▶ _SELECTED EXTRACT_
- - - - - - -

There are several different forms of chronic sinusitis. One form that is particularly difficult to treat is “chronic sinusitis with nasal polyps,” or CRSwNP. This form of chronic sinusitis is a different disease than straightforward chronic sinusitis.
Polyps are benign “growths” in the nasal cavity and sinuses. They are clear and have the consistency of the inside of a grape. They result in problems because they obstruct the sinus drainage pathways. When the block the passage of air through the nose, they can lead to decreased smell or a stuffy/congested nose that never improves. Traditional therapy includes steroids by mouth or in the solution of nasal sinus irrigation fluid. Surgery may also be done to remove obstructive polyps. It is common that patients with CRSNP often have multiple courses of oral steroids and several sinus surgeries.
However, even with aggressive therapy, nasal polyps often return. For these patients, a new therapy is available. Dupilumab (Dupixent) is an injectable biologic drug taken once every other week. Biologics are a class of drugs called “monoclonal antibodies.” Antibodies are naturally occurring proteins that have highly specific activities against a particular molecule. In the human body, antibodies are generated by immune cells against molecules specific to foreign invaders. These invaders become covered in antibodies which targets their for removal by other immune cells.

- - - - - - -

(Records from a data source)
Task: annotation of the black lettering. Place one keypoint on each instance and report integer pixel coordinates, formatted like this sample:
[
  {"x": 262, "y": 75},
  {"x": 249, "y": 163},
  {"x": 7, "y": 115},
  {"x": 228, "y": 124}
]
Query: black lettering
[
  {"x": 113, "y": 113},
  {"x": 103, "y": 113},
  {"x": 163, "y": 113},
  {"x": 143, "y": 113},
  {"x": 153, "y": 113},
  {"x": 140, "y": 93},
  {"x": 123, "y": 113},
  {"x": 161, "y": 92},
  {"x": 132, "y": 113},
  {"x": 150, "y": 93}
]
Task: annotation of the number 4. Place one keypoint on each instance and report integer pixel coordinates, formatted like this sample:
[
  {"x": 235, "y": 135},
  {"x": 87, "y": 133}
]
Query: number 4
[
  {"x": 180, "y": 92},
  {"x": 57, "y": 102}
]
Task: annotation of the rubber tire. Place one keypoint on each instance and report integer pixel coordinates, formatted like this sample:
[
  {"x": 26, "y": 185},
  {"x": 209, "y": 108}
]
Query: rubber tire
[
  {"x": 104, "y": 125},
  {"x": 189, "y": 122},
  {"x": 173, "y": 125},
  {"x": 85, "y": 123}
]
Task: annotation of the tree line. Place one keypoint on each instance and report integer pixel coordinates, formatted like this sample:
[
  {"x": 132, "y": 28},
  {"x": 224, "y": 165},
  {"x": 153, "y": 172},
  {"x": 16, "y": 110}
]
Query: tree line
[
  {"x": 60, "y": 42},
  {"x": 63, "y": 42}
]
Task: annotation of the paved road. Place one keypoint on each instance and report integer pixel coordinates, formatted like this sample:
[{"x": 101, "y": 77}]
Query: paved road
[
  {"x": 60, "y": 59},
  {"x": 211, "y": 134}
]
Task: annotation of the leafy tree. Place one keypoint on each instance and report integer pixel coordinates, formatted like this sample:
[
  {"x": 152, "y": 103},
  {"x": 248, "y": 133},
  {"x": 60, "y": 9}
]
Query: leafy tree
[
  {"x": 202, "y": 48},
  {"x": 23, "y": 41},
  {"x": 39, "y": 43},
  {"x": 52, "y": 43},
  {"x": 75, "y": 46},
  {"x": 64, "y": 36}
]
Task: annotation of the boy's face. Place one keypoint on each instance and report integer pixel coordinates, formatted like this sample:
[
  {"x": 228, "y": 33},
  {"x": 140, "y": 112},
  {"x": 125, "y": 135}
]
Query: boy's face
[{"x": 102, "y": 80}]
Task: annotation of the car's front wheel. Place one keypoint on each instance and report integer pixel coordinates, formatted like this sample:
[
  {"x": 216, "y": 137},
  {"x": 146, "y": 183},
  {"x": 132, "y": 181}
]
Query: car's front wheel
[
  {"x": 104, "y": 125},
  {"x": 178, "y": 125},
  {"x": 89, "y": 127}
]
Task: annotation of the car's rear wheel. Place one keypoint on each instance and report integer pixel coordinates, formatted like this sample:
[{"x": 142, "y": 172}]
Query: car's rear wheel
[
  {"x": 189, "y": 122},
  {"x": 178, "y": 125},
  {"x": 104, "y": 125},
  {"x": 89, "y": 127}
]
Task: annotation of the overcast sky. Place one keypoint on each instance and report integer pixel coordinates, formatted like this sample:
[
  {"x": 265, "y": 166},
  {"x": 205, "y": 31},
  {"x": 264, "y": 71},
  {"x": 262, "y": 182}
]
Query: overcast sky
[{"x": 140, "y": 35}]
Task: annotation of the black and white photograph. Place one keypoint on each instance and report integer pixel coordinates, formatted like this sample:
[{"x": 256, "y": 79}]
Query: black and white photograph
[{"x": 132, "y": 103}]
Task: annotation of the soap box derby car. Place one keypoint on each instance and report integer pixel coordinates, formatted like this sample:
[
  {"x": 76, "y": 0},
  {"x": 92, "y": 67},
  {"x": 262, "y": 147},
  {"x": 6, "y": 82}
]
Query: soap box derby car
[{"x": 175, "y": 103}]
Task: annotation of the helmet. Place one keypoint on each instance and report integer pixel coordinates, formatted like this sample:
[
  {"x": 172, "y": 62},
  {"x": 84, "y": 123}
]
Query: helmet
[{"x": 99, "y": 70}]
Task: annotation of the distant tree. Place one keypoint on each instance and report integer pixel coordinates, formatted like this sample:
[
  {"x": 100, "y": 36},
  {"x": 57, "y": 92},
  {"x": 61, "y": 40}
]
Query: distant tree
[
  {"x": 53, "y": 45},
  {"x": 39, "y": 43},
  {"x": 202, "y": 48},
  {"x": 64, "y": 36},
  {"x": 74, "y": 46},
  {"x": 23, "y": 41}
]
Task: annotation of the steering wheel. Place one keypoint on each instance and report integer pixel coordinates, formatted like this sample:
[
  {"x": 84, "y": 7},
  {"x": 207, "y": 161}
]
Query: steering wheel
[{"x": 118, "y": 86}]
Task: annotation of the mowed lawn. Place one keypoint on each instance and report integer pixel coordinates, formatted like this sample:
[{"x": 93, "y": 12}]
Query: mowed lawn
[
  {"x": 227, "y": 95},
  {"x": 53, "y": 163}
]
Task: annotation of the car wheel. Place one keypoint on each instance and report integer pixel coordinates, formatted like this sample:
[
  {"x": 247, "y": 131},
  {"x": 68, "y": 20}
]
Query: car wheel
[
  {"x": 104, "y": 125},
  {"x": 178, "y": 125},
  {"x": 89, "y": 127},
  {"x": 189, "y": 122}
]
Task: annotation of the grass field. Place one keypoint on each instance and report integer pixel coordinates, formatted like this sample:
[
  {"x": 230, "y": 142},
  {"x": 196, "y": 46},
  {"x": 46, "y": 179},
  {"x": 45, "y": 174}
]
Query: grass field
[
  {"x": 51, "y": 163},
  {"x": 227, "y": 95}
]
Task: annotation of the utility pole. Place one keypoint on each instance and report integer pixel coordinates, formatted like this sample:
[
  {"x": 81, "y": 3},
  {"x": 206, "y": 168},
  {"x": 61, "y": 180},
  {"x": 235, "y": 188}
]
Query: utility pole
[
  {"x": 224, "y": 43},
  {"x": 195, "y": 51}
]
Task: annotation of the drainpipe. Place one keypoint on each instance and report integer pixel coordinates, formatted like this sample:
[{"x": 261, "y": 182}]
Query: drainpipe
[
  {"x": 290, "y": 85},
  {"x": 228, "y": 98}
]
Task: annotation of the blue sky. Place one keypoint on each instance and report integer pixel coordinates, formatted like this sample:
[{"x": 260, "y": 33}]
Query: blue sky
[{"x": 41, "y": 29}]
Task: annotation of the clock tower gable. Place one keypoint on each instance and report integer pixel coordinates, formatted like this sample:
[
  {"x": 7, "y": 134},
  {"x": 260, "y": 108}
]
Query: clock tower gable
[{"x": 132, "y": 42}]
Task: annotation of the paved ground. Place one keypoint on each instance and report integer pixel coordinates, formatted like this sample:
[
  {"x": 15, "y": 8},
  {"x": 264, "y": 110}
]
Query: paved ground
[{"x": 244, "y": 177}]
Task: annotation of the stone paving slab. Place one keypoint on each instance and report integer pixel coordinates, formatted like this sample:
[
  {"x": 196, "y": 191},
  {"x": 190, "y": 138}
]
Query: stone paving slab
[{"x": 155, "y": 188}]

- - - - - - -

▶ _EXERCISE INSTRUCTIONS_
1. According to the passage on chronic sinusitis with nasal polyps, how often is dupilumab taken?
2. Duplicate the stretch of the passage on chronic sinusitis with nasal polyps from "There are several" through "several sinus surgeries.".
3. Go on with the passage on chronic sinusitis with nasal polyps, beginning after its final sentence.

▶ _TASK RESPONSES_
1. Once every other week.

2.
There are several different forms of chronic sinusitis. One form that is particularly difficult to treat is “chronic sinusitis with nasal polyps,” or CRSwNP. This form of chronic sinusitis is a different disease than straightforward chronic sinusitis.
Polyps are benign “growths” in the nasal cavity and sinuses. They are clear and have the consistency of the inside of a grape. They result in problems because they obstruct the sinus drainage pathways. When the block the passage of air through the nose, they can lead to decreased smell or a stuffy/congested nose that never improves. Traditional therapy includes steroids by mouth or in the solution of nasal sinus irrigation fluid. Surgery may also be done to remove obstructive polyps. It is common that patients with CRSNP often have multiple courses of oral steroids and several sinus surgeries.

3.
Dupilumab is a monoclonal antibody produced by animal cells in manufacturing laboratories. It is targeted against an immune signaling chemical, interleukin-4 (IL-4). Abnormal signaling of IL-4 is thought to be involved in those with allergic disease such as asthma, atopic dermatitis, and nasal polyps. Other biologic drugs in the pipeline include omalizumab and mepolizumab. These drugs target different signaling compounds than dupilumab.
“[On average] dupilumab improves symptoms from severe to moderate. Some people do not respond. ”
— Dr. Rodney Schlosser, Director of the Nose and Sinus Center at the Medical University of South Carolina
Two clinical trials have shown that dupilumab significantly improves polyp disease. A few patients do not respond. On average, polyp sizes were decreased, CT scans (a type of x-ray) improved, and patients reported improved symptoms. Many patients were continuing to improve as long as a year after starting the drug. The trials showed that lifelong treatment is necessary—polyps return after stopping the drug.
There were no serious side effects. The most common side effects were irritation of the mucous membranes in the eyes, nose, and throat. Headache, nosebleeds, and redness at the injection site were also noted.
At $37,000 per year, dupilumab isn’t cheap. Due to the expense, therapy is reserved for patients whose polyps have returned despite traditional therapy.
Unlike other biologics against the human immune system, dupilumab doesn’t suppress the immune system. Because long term safety is unknown, patients should carefully weigh the benefits and risks of the drug.